[START DATASET ROWS]

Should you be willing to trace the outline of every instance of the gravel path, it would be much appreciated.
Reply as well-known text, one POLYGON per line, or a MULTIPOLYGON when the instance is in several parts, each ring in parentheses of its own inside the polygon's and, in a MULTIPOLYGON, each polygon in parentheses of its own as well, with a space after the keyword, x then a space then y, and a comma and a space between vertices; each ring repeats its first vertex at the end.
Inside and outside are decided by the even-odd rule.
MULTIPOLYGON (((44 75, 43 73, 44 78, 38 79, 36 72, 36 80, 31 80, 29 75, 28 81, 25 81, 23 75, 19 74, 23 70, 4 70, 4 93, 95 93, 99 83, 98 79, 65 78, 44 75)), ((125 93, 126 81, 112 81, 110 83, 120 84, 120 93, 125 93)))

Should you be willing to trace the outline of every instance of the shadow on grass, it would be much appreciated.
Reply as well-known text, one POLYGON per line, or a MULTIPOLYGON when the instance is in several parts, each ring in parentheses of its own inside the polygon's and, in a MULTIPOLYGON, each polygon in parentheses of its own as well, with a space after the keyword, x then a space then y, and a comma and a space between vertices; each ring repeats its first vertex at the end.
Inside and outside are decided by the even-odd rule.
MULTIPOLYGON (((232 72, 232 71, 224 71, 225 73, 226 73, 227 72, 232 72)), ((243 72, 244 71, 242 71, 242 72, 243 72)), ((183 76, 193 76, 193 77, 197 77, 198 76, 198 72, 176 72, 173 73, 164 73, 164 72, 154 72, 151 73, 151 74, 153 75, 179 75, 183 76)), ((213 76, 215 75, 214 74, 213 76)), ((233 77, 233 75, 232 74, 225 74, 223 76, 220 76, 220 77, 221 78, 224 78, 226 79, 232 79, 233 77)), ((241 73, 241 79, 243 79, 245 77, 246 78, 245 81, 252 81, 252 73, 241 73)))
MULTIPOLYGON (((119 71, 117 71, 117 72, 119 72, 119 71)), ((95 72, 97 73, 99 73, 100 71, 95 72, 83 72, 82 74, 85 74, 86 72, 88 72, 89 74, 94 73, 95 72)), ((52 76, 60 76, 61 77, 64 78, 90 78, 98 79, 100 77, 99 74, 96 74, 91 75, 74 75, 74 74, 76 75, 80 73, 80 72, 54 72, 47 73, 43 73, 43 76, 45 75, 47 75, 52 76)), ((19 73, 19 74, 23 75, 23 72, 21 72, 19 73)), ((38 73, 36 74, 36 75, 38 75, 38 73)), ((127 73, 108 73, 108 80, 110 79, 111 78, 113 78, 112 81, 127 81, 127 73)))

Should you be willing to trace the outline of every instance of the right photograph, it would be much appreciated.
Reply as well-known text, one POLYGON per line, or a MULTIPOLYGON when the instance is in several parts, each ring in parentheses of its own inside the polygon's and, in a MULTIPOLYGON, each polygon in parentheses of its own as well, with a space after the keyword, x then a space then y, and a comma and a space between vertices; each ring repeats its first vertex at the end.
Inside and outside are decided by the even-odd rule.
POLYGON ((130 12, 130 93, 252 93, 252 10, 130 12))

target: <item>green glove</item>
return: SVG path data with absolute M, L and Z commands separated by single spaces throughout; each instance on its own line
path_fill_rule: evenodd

[END DATASET ROWS]

Please rewrite the lines above as a numbered list, leaving out the blank lines.

## EXERCISE OUTPUT
1. Should you be willing to trace the outline of every instance of the gravel path, it would be much appreciated.
2. Reply as well-known text, one POLYGON per line, or a MULTIPOLYGON when the instance is in several parts, each ring in parentheses of its own inside the polygon's and, in a MULTIPOLYGON, each polygon in parentheses of its own as well, with a space after the keyword, x then a space then y, and a comma and a space between vertices; each ring repeats its first vertex at the end.
3. Inside and outside are decided by the even-odd rule.
4. MULTIPOLYGON (((44 75, 43 73, 44 78, 38 79, 36 72, 36 80, 31 80, 29 75, 28 81, 25 81, 23 75, 19 74, 23 70, 4 70, 4 93, 95 93, 99 83, 98 79, 65 78, 44 75)), ((125 93, 126 81, 112 81, 110 83, 120 84, 120 93, 125 93)))
5. Should you be willing to trace the outline of every instance of the shadow on grass, it would be much appreciated.
6. Reply as well-known text, one POLYGON per line, or a MULTIPOLYGON when the instance is in several parts, each ring in parentheses of its own inside the polygon's and, in a MULTIPOLYGON, each polygon in parentheses of its own as well, with a space after the keyword, x then a space then y, and a comma and a space between vertices; each ring repeats its first vertex at the end.
7. Inside and outside are decided by the even-odd rule.
8. MULTIPOLYGON (((232 72, 232 71, 224 71, 225 73, 226 73, 227 72, 232 72)), ((243 72, 244 71, 242 71, 242 72, 243 72)), ((183 76, 193 76, 193 77, 197 77, 198 76, 198 72, 176 72, 173 73, 164 73, 164 72, 154 72, 151 73, 151 74, 153 75, 179 75, 183 76)), ((213 76, 215 75, 214 74, 213 76)), ((233 77, 233 75, 232 74, 225 74, 223 76, 220 76, 220 77, 221 78, 224 78, 226 79, 232 79, 233 77)), ((241 73, 241 79, 243 79, 245 77, 246 78, 245 81, 252 81, 252 73, 241 73)))
9. MULTIPOLYGON (((119 71, 117 71, 117 72, 119 72, 119 71)), ((95 72, 97 73, 99 73, 100 71, 95 72, 83 72, 82 74, 85 74, 86 72, 88 72, 89 74, 94 73, 95 72)), ((52 76, 60 76, 61 77, 64 78, 90 78, 98 79, 100 77, 99 74, 96 74, 91 75, 74 75, 74 74, 76 75, 80 73, 80 72, 54 72, 47 73, 43 73, 43 76, 45 75, 47 75, 52 76)), ((19 73, 19 74, 23 75, 23 72, 21 72, 19 73)), ((38 73, 36 74, 36 75, 38 75, 38 73)), ((127 73, 108 73, 108 80, 110 79, 111 78, 113 78, 112 81, 127 81, 127 73)))
10. Should you be willing to trace the outline of every instance of the right photograph, it would be much appreciated.
11. Reply as well-known text, one POLYGON per line, or a MULTIPOLYGON when the instance is in several parts, each ring in parentheses of its own inside the polygon's and, in a MULTIPOLYGON, each polygon in parentheses of its own as well, with a space after the keyword, x then a space then y, and a comma and a space between vertices; each ring repeats its first vertex at the end.
12. Inside and outside are decided by the even-odd rule.
13. POLYGON ((130 12, 130 93, 252 93, 252 10, 130 12))
14. target: <item>green glove</item>
15. return: SVG path data with absolute M, L and Z commands separated by single spaces throughout; each instance on its own line
16. path_fill_rule: evenodd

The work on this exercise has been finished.